Tasks to carry out:
1. Copy, word for word, the part of the issue about moving config from JSON to TOML starting at "Shift config from" and ending at "in method calls.".
2. Resume the issue about switching config from JSON to TOML, picking up right after its final line.

Passage to read:
--- --- ---

Shift config from JSON to Toml #128

Closed MattWellie closed 1 year ago

MattWellie commented 1 year ago

Currently config uses a manually passed JSON file, which adds a lot of coupling in method calls.

Instead of that, use a TOML file, and use the CPG-utils config functionality to absorb the config content into the broader environment config.

Reference: https://centrepopgen.slack.com/archives/C018KFBCR1C/p1665451208949389

Increments:

  1. Split current whole-run config examples into 2 sub-configs
    • AIP-general purpose (thresholds, filter settings, report colours)
    • Cohort-specific (e.g. sample lookups, seqr project...)

--- --- ---

Supplied material:
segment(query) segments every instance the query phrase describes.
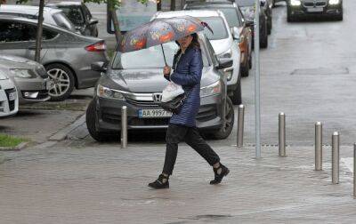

--- --- ---

Answers to the exercises:
1.
Shift config from JSON to Toml #128

Closed MattWellie closed 1 year ago

MattWellie commented 1 year ago

Currently config uses a manually passed JSON file, which adds a lot of coupling in method calls.

2.
  2. convert JSON configuration files to TOML
  3. update analysis-runner call to pass the general and cohort-specific configs as arguments
  4. change ALL config usage to reference the global config using get_config

Note: This breaks up the config changes into 4 separate steps, but step 4 is obviously 99% of the effort and 100% of the code changes... I can't see an easy way to mitigate that, unless both config files are supplied and different parts of the codebase use different approaches, which seems silly

MattWellie commented 1 year ago

Update: Following a re-run of the ag-hidden cohort, some variants have changed in the final report

PREVIOUS

LATEST

Gained: A***017 Cat. 2 FRMD5 var.

Lost: A***021 Cat. 1 GALT var.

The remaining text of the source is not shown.